* **WHAT TO WORK ON**
1: Condense the paragraph of the Unilorin Students Union history that begins "From inception, the University" into a shorter version that retains its main facts.
2: Reproduce the portion of the Unilorin Students Union history that begins at the words "1994 -1996 –" and stops after "Lukman Fagbemi (SCC)", renaming "gross misconduct" as "serious misconduct" wherever it occurs.

* **SOURCE PASSAGE**
=====
Unilorin Students Union: 1976 to Date

    From inception, the University has enjoyed the leadership of 29 democratically-elected Union Executives and six Students Consultative Council-led Executives due to reasons of proscription and suspension of union activities at different times. The Students Union activities began fully, precisely in the 1976/1977 Academic Session with the first President of the Union being Mr J. O. Fakunle. From 1977/78 set till date, the roll call of Presidents and SCC Chairmen (as the case may be) is as follows (University of Ilorin, 2000).:

1977/78- Mr. Olufemi Durosaro (Now a Professor in the University and former Dean, Faculty of Education)
1978/79- Mr Ayodele Akinkuotu
1979/80- Mr Tunji Tewogboye
1980/81- Mr Akin Makanjuola
1981/82- Mr Akin Olowu
1982/83- Mr Ayo Fagbemi
1983/84- Mr Shola Olorunyomi (Union was dissolved by University Senate for act of gross misconduct)
1984/85- Mr Amos Dada (SCC)
1985/86- Union was again proscribed
1986- Mr Sola Adedoyin
1987/88- Mr Ekagha Denis
1989- Mr Okoro Uche
1990/91- Mr Aiyegbusi Rufus
1991/92- Mr Akanbi Shehu
1993/94- Students Union was proscribed due to June 12 students' demonstration.
1994 -1996 – Mr Omonanyi Michael (this was the longest- serving Union Executive Council in history)
1996/97- Mr Agboola Kehinde
1997- Students' Union was suspended due to electoral intolerance (A Student Caretaker Committee (SCC) led by Mr. Shola Sunday Olaoye was put in place)
1998- Mr Adetola Femi A.
1999/2000- Mr Osagie Johnson
2000/2001- Mr Olabisi Lukman
2001/2002- Mr Alex Akanmu
2002/2003- Mr Bamigbola Akin
2003/2004- Mr Madamori Segun (Union was dissolved by the University Senate for acts of gross misconduct)
2004/2005- Mr Elegbede Shina (SCC)
2005/2006- Mr Hussain Abdulateef (SCC)
2006/2007- Mr Ayinde Muhammed (SCC)
2007/2008- Mr Lukman Fagbemi (SCC)
=====
* **Stored records**

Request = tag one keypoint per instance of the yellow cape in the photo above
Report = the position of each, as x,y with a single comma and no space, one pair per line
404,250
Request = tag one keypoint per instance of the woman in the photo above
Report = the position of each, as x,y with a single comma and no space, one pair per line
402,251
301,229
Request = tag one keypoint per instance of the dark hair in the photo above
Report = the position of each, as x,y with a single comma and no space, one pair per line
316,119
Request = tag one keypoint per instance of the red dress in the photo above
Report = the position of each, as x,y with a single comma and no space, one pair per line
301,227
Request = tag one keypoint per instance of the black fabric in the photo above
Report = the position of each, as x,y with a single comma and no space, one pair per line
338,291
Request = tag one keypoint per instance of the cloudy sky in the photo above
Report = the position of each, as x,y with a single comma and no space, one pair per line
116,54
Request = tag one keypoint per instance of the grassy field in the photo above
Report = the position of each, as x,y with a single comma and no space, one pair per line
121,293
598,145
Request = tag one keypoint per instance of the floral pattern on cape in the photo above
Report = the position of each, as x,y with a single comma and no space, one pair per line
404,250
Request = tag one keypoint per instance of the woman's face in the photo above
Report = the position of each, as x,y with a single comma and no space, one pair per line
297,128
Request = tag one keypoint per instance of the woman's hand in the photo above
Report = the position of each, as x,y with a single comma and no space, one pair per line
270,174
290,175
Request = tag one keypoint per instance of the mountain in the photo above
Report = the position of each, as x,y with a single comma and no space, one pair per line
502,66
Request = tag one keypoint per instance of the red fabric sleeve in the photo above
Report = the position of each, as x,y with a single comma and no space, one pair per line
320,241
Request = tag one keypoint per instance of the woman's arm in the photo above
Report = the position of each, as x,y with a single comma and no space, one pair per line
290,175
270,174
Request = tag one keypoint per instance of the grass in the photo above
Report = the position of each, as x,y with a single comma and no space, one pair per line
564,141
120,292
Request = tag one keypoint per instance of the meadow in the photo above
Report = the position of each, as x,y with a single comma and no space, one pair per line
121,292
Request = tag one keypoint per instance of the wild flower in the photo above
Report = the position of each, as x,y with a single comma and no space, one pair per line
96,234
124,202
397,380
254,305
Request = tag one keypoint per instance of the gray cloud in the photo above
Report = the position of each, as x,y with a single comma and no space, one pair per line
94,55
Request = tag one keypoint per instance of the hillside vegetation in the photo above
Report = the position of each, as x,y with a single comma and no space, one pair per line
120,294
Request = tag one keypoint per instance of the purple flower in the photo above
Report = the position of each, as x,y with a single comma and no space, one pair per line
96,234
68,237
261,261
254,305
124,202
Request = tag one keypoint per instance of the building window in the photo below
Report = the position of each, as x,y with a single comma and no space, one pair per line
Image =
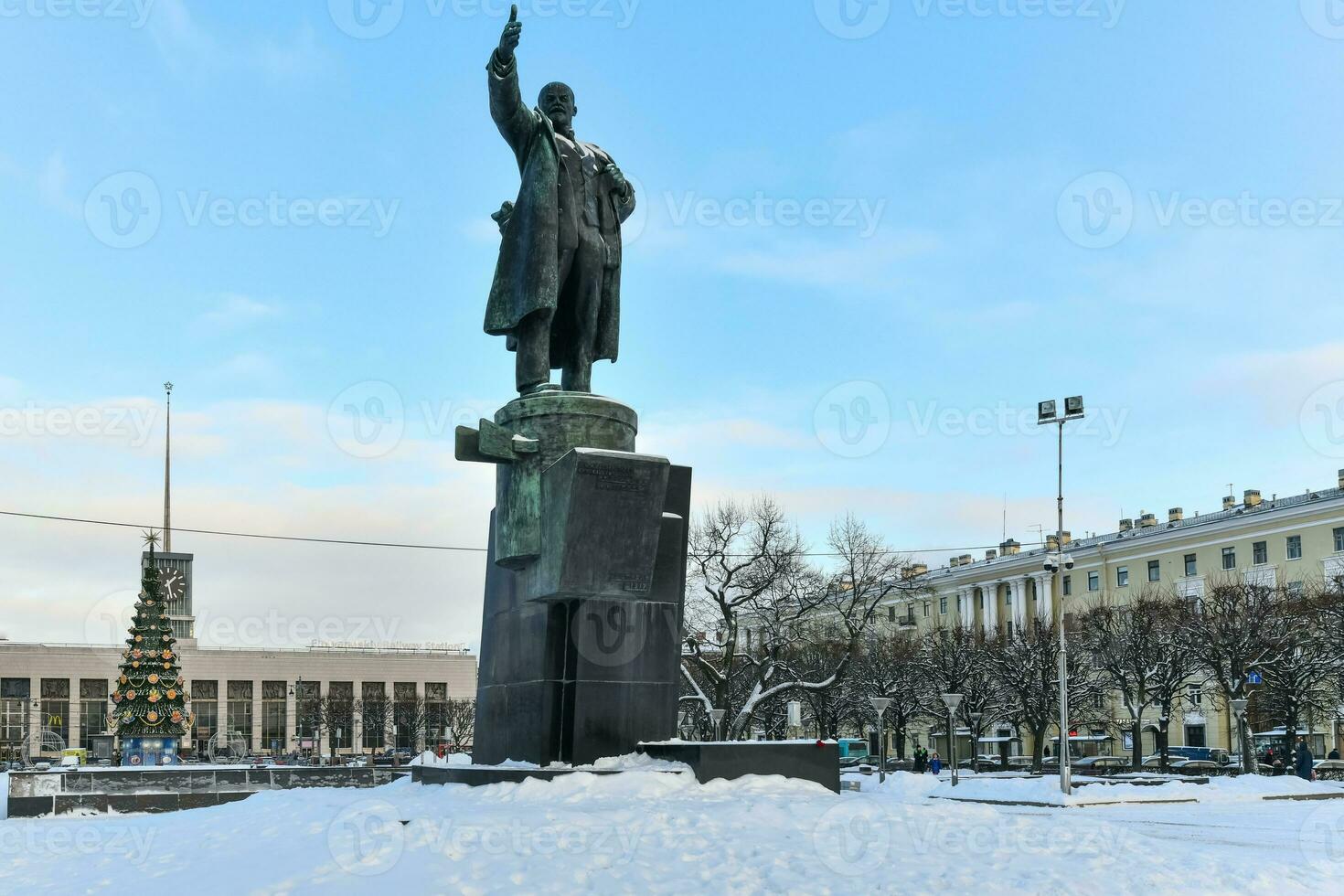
1195,735
308,713
93,709
273,735
408,715
240,710
436,713
375,713
340,713
14,716
54,712
205,707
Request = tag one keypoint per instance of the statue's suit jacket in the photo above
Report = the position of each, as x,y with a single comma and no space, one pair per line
527,274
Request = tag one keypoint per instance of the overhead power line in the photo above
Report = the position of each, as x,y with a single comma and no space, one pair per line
380,544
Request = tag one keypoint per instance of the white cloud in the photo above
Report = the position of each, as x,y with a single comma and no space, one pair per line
54,186
234,311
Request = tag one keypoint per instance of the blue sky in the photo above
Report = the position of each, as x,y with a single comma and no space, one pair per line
862,257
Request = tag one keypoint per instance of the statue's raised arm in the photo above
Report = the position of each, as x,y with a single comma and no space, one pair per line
557,289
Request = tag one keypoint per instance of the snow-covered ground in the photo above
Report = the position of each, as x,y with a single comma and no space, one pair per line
659,832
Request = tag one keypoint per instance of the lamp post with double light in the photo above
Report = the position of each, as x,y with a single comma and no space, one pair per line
1240,716
1047,414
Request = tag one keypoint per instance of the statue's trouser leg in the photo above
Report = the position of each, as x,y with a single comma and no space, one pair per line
586,294
534,351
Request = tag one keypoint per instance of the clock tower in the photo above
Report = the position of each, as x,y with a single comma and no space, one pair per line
175,567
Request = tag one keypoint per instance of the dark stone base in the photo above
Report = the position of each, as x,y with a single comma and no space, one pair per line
577,680
171,789
483,775
803,759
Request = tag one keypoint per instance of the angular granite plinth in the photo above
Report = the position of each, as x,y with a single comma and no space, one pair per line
585,583
805,759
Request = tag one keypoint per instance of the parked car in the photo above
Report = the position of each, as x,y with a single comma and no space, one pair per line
1101,764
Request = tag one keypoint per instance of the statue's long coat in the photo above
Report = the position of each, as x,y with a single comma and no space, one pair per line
527,274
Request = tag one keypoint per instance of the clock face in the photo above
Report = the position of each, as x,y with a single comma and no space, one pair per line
174,584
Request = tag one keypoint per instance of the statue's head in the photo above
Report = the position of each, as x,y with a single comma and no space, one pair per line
557,101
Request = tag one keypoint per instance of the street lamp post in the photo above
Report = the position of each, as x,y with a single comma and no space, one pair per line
880,706
717,718
1240,715
1047,414
952,701
975,741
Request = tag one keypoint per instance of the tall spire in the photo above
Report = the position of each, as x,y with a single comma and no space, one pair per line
168,473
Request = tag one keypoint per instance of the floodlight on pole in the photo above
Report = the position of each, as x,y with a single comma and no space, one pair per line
1047,414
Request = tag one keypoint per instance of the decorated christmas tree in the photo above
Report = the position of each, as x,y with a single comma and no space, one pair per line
151,699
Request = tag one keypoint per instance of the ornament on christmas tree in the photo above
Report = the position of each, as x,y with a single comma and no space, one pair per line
152,703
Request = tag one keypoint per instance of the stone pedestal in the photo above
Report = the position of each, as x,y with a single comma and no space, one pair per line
585,583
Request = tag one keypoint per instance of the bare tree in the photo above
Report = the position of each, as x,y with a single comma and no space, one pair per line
889,667
460,721
1174,672
755,603
1232,632
1301,686
1026,664
955,660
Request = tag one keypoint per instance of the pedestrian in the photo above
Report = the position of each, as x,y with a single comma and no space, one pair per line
1304,761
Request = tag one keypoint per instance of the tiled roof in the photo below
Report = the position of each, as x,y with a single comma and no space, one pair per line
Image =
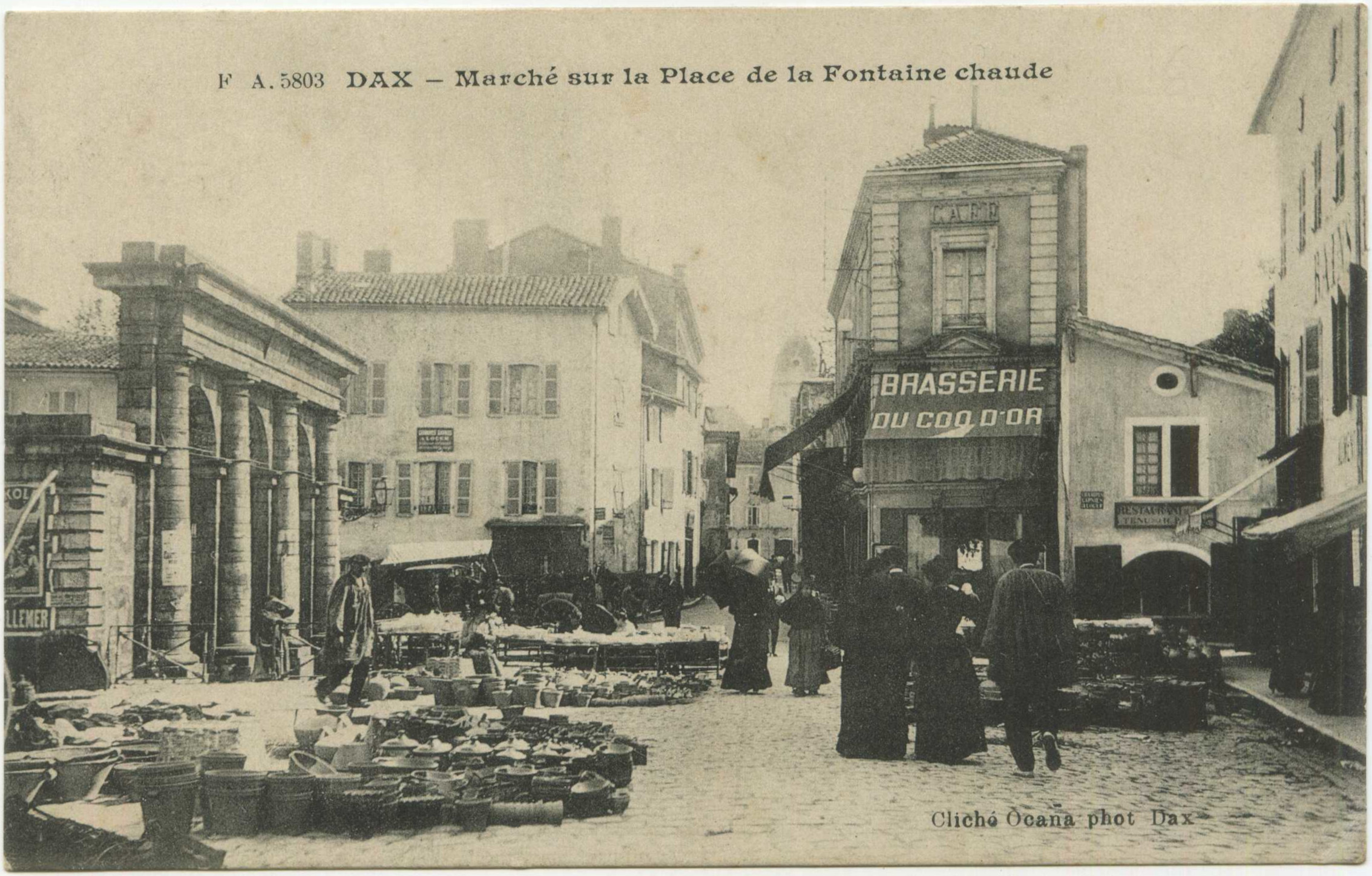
=====
* **ANSWERS BELOW**
1: Since its inception, the University has had 29 democratically elected Union Executives and six executives led by the Students Consultative Council. The latter were needed when union activities were proscribed or suspended. Union activities began fully in the 1976/1977 academic session under the first President, Mr J. O. Fakunle. The roll call of Presidents and SCC Chairmen from 1977/78 to date follows (University of Ilorin, 2000).

2:
1994 -1996 – Mr Omonanyi Michael (this was the longest- serving Union Executive Council in history)
1996/97- Mr Agboola Kehinde
1997- Students' Union was suspended due to electoral intolerance (A Student Caretaker Committee (SCC) led by Mr. Shola Sunday Olaoye was put in place)
1998- Mr Adetola Femi A.
1999/2000- Mr Osagie Johnson
2000/2001- Mr Olabisi Lukman
2001/2002- Mr Alex Akanmu
2002/2003- Mr Bamigbola Akin
2003/2004- Mr Madamori Segun (Union was dissolved by the University Senate for acts of serious misconduct)
2004/2005- Mr Elegbede Shina (SCC)
2005/2006- Mr Hussain Abdulateef (SCC)
2006/2007- Mr Ayinde Muhammed (SCC)
2007/2008- Mr Lukman Fagbemi (SCC)